# Second pair of binding recommendation?



## ConcreteVitamin (Aug 3, 2017)

Boards I own:
+ K2 Eighty Seven (volume-shifted short-tailed, freeride/powder/all-mountain)
+ Capita DOA (all-mountain freestyle, jumps)

Binding I own:
+ Union Contact Pro

I'm therefore looking to get my 2nd pair of binding. What do you recommend?

I currently pair the Contact Pro with the DOA. Should I get a new binding to pair with it, for what I want to do on that board (learn small jumps, sidehits, grabs)?

Or should the new binding be paired with the K2 Eighty Seven?

EDIT: some bindings I'm thinking about - Union Force/Atlas (too much overlap with Contact Pro?), Burton Malavita/Cartel


----------



## 161210 (Feb 9, 2018)

I have Arbor Hemlocks from last year and I love them....seem to be (for me) a very good combo of enough support yet some flex. I use them with: Iguchi rocker, Never Summer Swift and a Stormchaser...I have no desire to change them out.

SUPPLIED MATERIAL ::

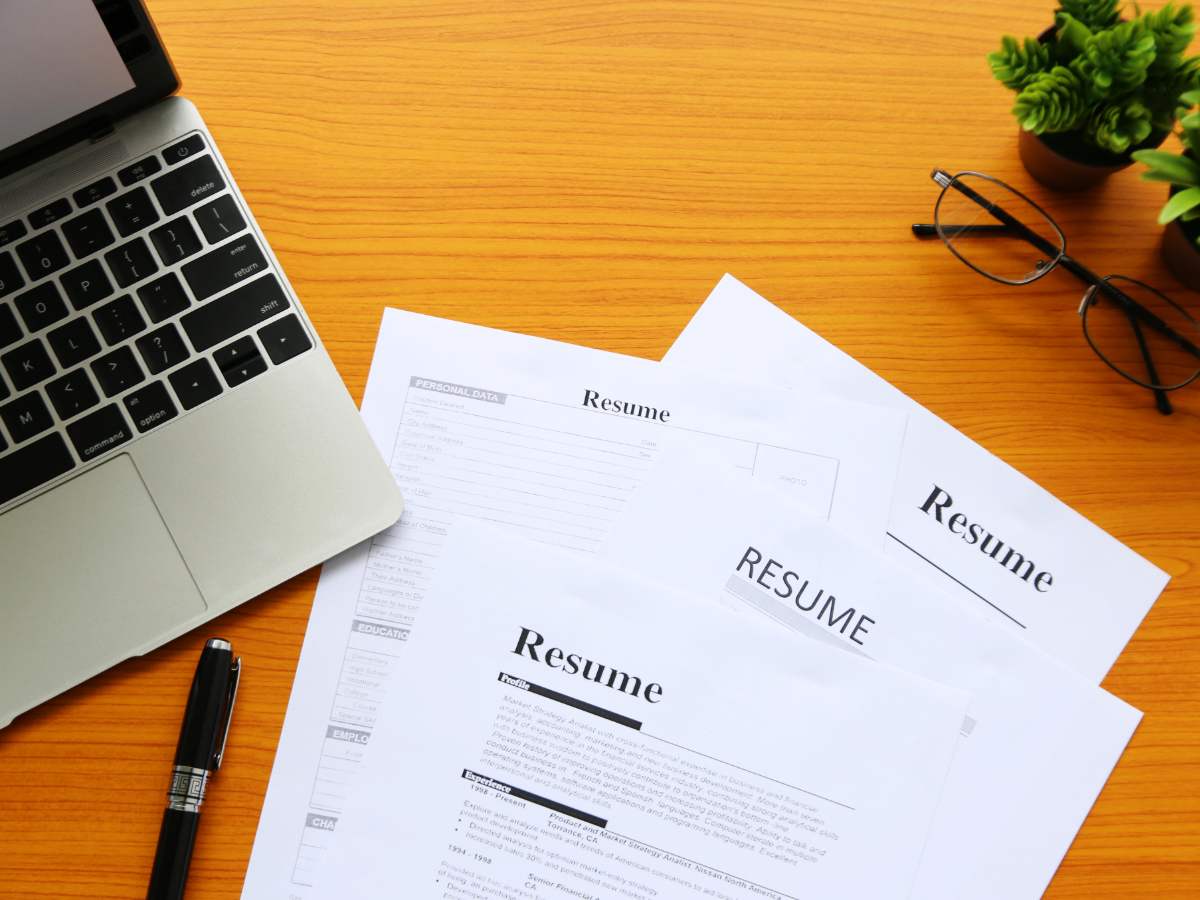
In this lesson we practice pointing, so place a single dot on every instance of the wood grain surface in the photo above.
(586, 171)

GIVEN INSTRUCTION :: Could you reproduce the part of the snowboard binding thread above, starting at the words "## ConcreteVitamin (Aug" and ending after "K2 Eighty Seven?", with no changes?

EXERCISE ANSWER ::
## ConcreteVitamin (Aug 3, 2017)

Boards I own:
+ K2 Eighty Seven (volume-shifted short-tailed, freeride/powder/all-mountain)
+ Capita DOA (all-mountain freestyle, jumps)

Binding I own:
+ Union Contact Pro

I'm therefore looking to get my 2nd pair of binding. What do you recommend?

I currently pair the Contact Pro with the DOA. Should I get a new binding to pair with it, for what I want to do on that board (learn small jumps, sidehits, grabs)?

Or should the new binding be paired with the K2 Eighty Seven?